--- PROMPT ---
Please put everything in the data from the line containing "pin: arched window" down to the end of the data into a numbered list, leaving out blank lines.

┏━━

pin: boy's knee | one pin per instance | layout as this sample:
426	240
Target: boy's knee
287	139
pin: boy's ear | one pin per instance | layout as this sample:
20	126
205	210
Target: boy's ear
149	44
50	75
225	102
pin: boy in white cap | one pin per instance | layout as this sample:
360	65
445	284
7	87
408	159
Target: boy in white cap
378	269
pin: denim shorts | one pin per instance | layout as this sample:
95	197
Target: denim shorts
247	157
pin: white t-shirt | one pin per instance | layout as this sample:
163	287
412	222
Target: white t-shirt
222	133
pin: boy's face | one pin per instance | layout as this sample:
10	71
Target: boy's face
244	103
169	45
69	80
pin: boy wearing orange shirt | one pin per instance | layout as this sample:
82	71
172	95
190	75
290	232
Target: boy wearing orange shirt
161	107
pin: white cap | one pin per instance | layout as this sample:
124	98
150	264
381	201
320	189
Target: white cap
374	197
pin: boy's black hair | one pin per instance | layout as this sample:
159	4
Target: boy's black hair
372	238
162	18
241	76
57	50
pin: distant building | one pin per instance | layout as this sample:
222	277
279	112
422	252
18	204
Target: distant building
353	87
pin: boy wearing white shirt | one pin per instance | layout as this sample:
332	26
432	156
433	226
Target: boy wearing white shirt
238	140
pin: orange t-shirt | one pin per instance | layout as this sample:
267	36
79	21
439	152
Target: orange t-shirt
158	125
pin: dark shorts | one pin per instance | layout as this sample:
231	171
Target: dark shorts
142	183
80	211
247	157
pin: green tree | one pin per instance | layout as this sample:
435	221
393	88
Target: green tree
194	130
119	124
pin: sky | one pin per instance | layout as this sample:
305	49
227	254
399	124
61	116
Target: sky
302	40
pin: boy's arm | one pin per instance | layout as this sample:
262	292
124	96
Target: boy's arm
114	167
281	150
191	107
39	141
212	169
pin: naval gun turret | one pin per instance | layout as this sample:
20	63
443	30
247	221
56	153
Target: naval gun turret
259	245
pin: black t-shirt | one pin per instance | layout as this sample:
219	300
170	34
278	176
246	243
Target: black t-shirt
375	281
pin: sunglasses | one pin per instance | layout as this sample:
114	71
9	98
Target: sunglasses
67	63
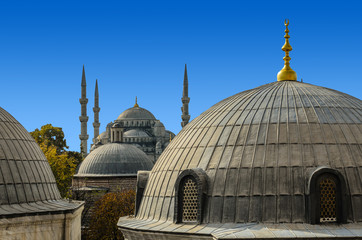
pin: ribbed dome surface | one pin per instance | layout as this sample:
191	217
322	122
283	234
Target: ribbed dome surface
258	148
114	159
27	184
135	133
136	113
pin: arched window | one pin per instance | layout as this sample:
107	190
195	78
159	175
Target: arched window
191	190
327	191
327	202
189	199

┗━━

--- SOLVED PROBLEM ---
1. pin: arched window | one pin per instance | layout as this sample:
2. 107	190
3. 195	78
4. 159	175
5. Target: arched window
6. 191	190
7. 327	191
8. 327	202
9. 189	199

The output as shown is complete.